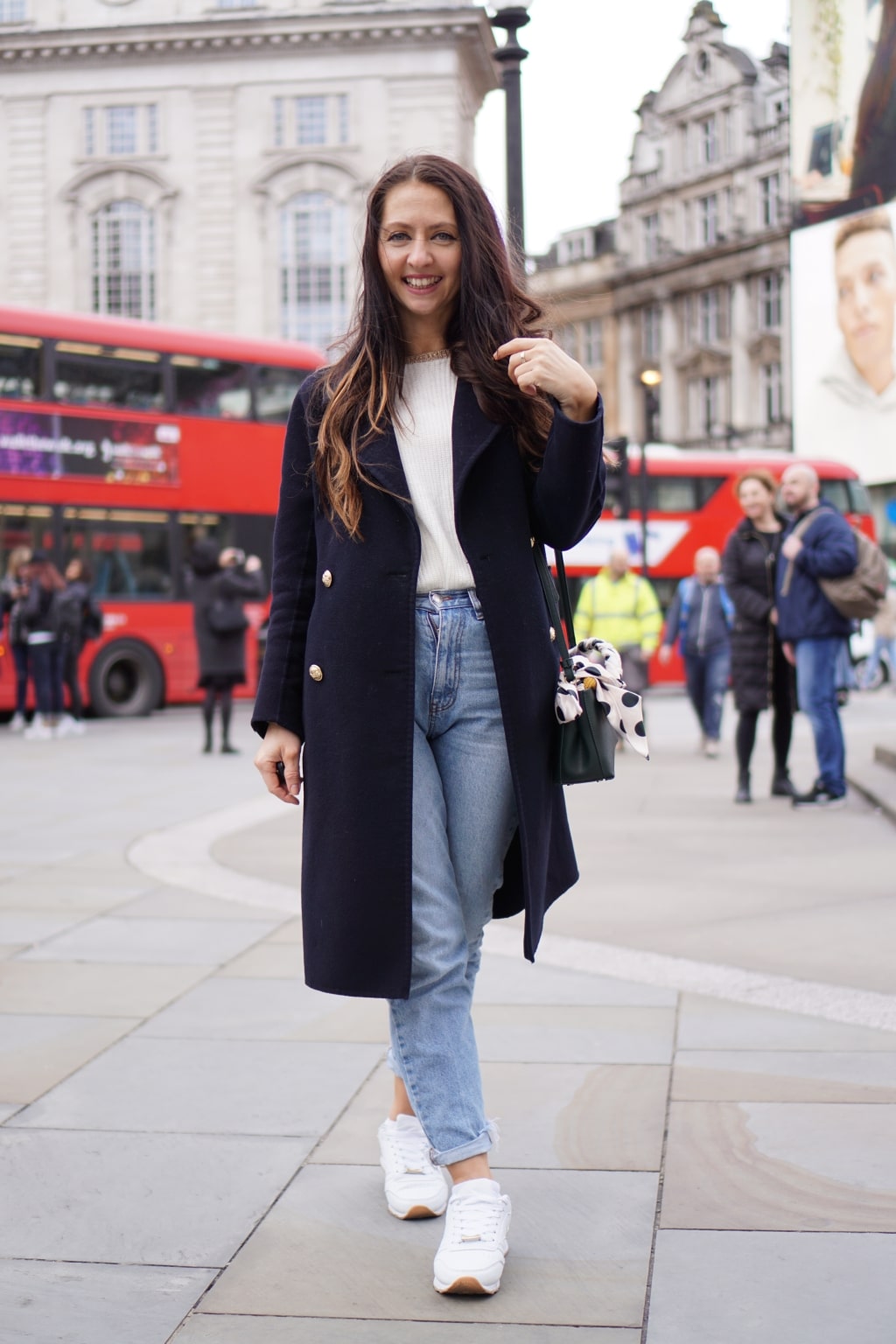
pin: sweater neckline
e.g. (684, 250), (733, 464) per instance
(404, 349), (452, 364)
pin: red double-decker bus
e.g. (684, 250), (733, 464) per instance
(0, 308), (324, 715)
(556, 441), (874, 682)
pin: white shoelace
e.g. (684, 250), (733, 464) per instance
(444, 1195), (507, 1249)
(386, 1125), (435, 1176)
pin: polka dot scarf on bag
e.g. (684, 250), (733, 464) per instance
(554, 640), (650, 760)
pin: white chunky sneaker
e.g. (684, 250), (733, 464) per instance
(432, 1178), (510, 1296)
(22, 714), (53, 742)
(376, 1116), (449, 1218)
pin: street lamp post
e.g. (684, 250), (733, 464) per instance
(489, 0), (532, 268)
(638, 368), (662, 578)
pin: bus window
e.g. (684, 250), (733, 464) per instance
(0, 504), (53, 574)
(171, 355), (251, 419)
(52, 340), (164, 411)
(0, 334), (43, 401)
(647, 476), (698, 514)
(63, 508), (173, 598)
(697, 476), (731, 508)
(256, 364), (308, 424)
(178, 511), (274, 594)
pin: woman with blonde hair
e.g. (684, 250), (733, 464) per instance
(254, 155), (605, 1294)
(721, 468), (794, 802)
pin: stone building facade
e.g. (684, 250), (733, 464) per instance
(533, 0), (791, 447)
(0, 0), (497, 346)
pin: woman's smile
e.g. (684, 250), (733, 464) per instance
(379, 180), (461, 354)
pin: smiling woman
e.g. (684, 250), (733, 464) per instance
(379, 181), (461, 355)
(253, 155), (605, 1293)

TASK PROMPT = Print every line of the records above without changing a character, and omit the pictures from your output.

CORRECT ANSWER =
pin: sweater neckline
e.g. (684, 250), (733, 464) per instance
(404, 349), (452, 364)
pin: red double-decker bus
e.g. (684, 250), (733, 464) per instance
(0, 308), (324, 715)
(556, 441), (874, 682)
pin: white shoelace
e.g. (684, 250), (733, 464) per instance
(444, 1195), (507, 1249)
(386, 1125), (435, 1176)
pin: polka dot scarf on bag
e.g. (684, 250), (733, 464) per instance
(554, 640), (650, 760)
pin: white chunky sneaker
e.g. (684, 250), (733, 464) per instance
(432, 1178), (510, 1296)
(22, 714), (53, 742)
(376, 1116), (449, 1218)
pin: street lamp post
e.g. (684, 250), (733, 464) per instance
(489, 0), (532, 268)
(638, 368), (662, 578)
pin: bus window
e.g. (684, 250), (733, 464) per instance
(0, 504), (53, 574)
(171, 355), (251, 419)
(52, 340), (164, 411)
(0, 334), (43, 401)
(647, 476), (698, 514)
(63, 508), (173, 598)
(697, 476), (731, 508)
(256, 364), (308, 424)
(178, 511), (274, 594)
pin: woman with blonde hair
e.g. (684, 250), (733, 464) per instance
(254, 155), (605, 1294)
(721, 468), (794, 802)
pin: stone building facade
e.g. (684, 250), (733, 464) per instance
(533, 0), (791, 447)
(0, 0), (497, 346)
pin: woman's smile
e.g. (684, 250), (733, 464) per instance
(379, 180), (461, 354)
pin: smiling woman
e.g. (684, 250), (733, 464) per instance
(379, 181), (461, 355)
(253, 155), (605, 1293)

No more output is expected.